* _Task requirements_
[1] Please list the July Chinese economic figures that, according to the article on global shares and weak Chinese data, all missed forecasts.
[2] Extend the article on global shares and weak Chinese data with a few more paragraphs, picking up right after its final sentence.

* _Excerpted passage_
[Start of Attachment]
Global shares slip on unexpectedly weak Chinese data

LONDON (Reuters) – Global shares slid on Monday after a raft of Chinese economic indicators showed a surprisingly sharp slowdown in the engine of global growth, just as much of the world races to stem the spread of the Delta variant of COVID-19 with vaccinations.

FILE PHOTO: The German share price index DAX graph is pictured at the stock exchange in Frankfurt, Germany August 13, 2021. REUTERS/Staff/File photo

A 10-day run of gains for European stocks came to a halt, with commodity-linked stocks – which are sensitive to demand from China – falling the most. The pan-European STOXX 600 index slipped 0.5% in early trading, easing from record levels last week.

Figures on July retail sales, industrial production and urban investment in China all missed forecasts, a trend that is only likely to get worse given the recent tightening in coronavirus restrictions there.

“The July data has been adversely affected by the massive flooding in China over that period, plus the movement restrictions internally and at key export ports, to curb the stubborn appearance of the Delta variant, albeit in small numbers,” said Jeffrey Halley, senior market analyst at OANDA.

“The latter is weighing on investors’ nerves now, especially when one looks at the evolution of outbreaks in the region from Australia to Singapore to Japan and everywhere in between. If anyone can break the trend, it is China.”

But widespread outbreaks and restrictions would be a game-changer for the recovery in Asia and potentially beyond, given the likely impact on supply chains, Halley said.

The sudden collapse of the Afghan government and what it may mean for political stability in the region added to uncertainty among investors and boosted defensive assets.
[End of Attachment]
* _Dataset section_
[Start of Attachment]
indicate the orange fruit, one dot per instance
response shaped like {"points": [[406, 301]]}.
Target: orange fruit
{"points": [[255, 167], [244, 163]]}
[End of Attachment]
* _Answers to the problems_
[1]
- Retail sales
- Industrial production
- Urban investment

[2]
MSCI’s All Country World Index, which tracks shares across 49 countries, fell 0.2% on the day. U.S. stock futures also traded down, with E-minis for the S&P 500 and Nasdaq futures 0.2% lower.

Chinese blue-chips were hanging onto gains of 0.2%, perhaps in anticipation of a more aggressive policy easing from Beijing.

“The data will likely intensify speculation of further reserve requirement cuts in the weeks ahead and be positive for bonds,” wrote analysts at TD Securities in a note.

“The central bank is also unlikely to welcome appreciation of the CNY on a trade weighted basis, while limiting CNY appreciation vs USD.”

Japan’s Nikkei fell 1.7%, though economic growth topped forecasts for the June quarter.

CONSUMER CHILL

Wall Street had managed fresh records last week even as a survey showed a shock slump in U.S. consumer sentiment to the lowest since 2011 amid Delta variant fears.

The dismal report and China’s slowdown combined to pull 10-year Treasury yields down to 1.25%, a drop of 11 basis points in just two sessions.

That also wiped out a week of gains for the dollar, sending it back to 92.547 against a basket of currencies from a near five-month top of 93.195.

The euro climbed to $1.1791 and away from major chart support at $1.1740, while the dollar recoiled to 109.39 yen leaving behind last week’s peak of 110.79.

Kim Mundy, a senior currency strategist at CBA, argued the dollar could rally this week if minutes of the Federal Reserve’s last policy meeting confirm a hawkish shift on tapering.

The minutes are out on Wednesday while Fed chair Jerome Powell is speaking on Tuesday.

“We expect the FOMC to announce it will taper its monthly asset purchases in September if the August payrolls is strong,” said Mundy.

“We judge a tapering announcement next month is not widely expected, so if the minutes show the FOMC discussed the possibility of announcing a taper as soon as September, we expect the dollar to jump.”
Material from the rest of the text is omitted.